EXERCISE PROMPT: Transcribe the Lorraine Higgins profile below in full, keeping every word, number and mark unchanged.

START SUPPLIED PASSAGE

Nationality: | Irish |
Office: | Senator |
Term Start: | 25 May 2011 |
Term End: | 8 June 2016 |
Constituency: | Nominated by the Taoiseach |
Party: | Labour Party |
Birth Date: | 3 August 1979 |
Birth Place: | Galway, Ireland |
Lorraine Higgins (born 3 August 1979) is an Irish barrister, and a former Labour Party politician who represented the party in the 24th Seanad after being nominated by the Taoiseach Enda Kenny.[1] From Galway, she is a graduate of NUI Galway (acquiring a B.A. from the university in 2001)[2] and, later, the King's Inns.[3] During her time there she was Labour Party Seanad spokesperson on Reform and Foreign Affairs.
She ran as a candidate in the Galway East constituency at the 2011 general election. In May 2011, she was nominated by the Taoiseach Enda Kenny to the 24th Seanad.[4]
Higgins was a candidate for the Labour Party in the Midlands–North-West constituency for the 2014 European Parliament election but failed to take a seat during one of the worst elections for the Labour Party.

END SUPPLIED PASSAGE
START RECORDS PROVIDED

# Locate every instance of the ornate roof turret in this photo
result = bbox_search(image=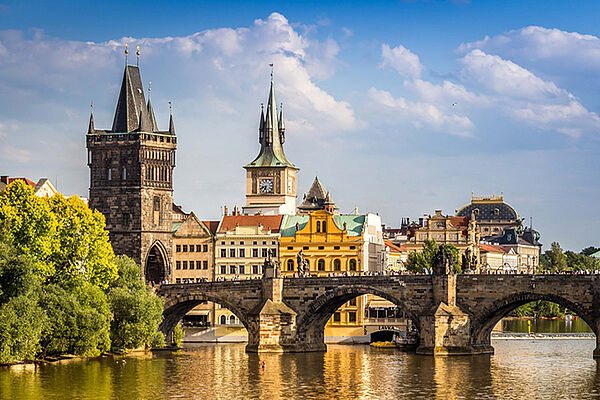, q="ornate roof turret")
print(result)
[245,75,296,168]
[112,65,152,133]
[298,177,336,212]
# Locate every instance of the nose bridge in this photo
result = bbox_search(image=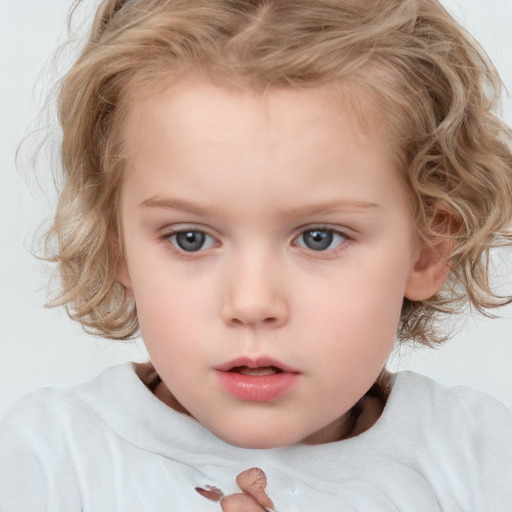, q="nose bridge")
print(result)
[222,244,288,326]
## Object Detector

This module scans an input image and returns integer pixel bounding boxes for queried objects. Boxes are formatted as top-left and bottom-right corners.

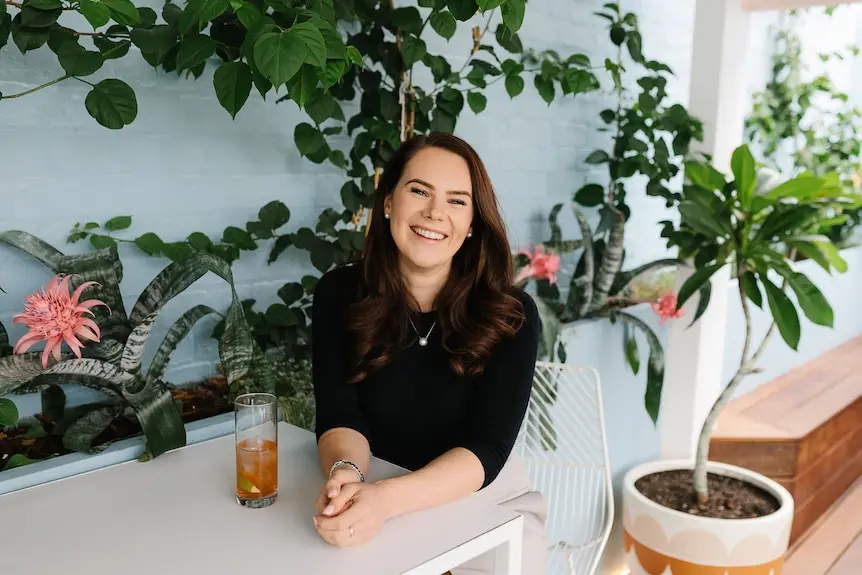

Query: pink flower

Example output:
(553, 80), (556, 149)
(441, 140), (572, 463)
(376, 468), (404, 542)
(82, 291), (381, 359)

END RECORDS PROVIDED

RESPONSE:
Nationality: | Irish |
Office: | Senator |
Term Start: | 25 May 2011 |
Term End: | 8 June 2016 |
Constituency: | Nominated by the Taoiseach |
Party: | Labour Party |
Birth Date: | 3 August 1979 |
Birth Place: | Galway, Ireland |
Lorraine Higgins (born 3 August 1979) is an Irish barrister, and a former Labour Party politician who represented the party in the 24th Seanad after being nominated by the Taoiseach Enda Kenny.[1] From Galway, she is a graduate of NUI Galway (acquiring a B.A. from the university in 2001)[2] and, later, the King's Inns.[3] During her time there she was Labour Party Seanad spokesperson on Reform and Foreign Affairs.
She ran as a candidate in the Galway East constituency at the 2011 general election. In May 2011, she was nominated by the Taoiseach Enda Kenny to the 24th Seanad.[4]
Higgins was a candidate for the Labour Party in the Midlands–North-West constituency for the 2014 European Parliament election but failed to take a seat during one of the worst elections for the Labour Party.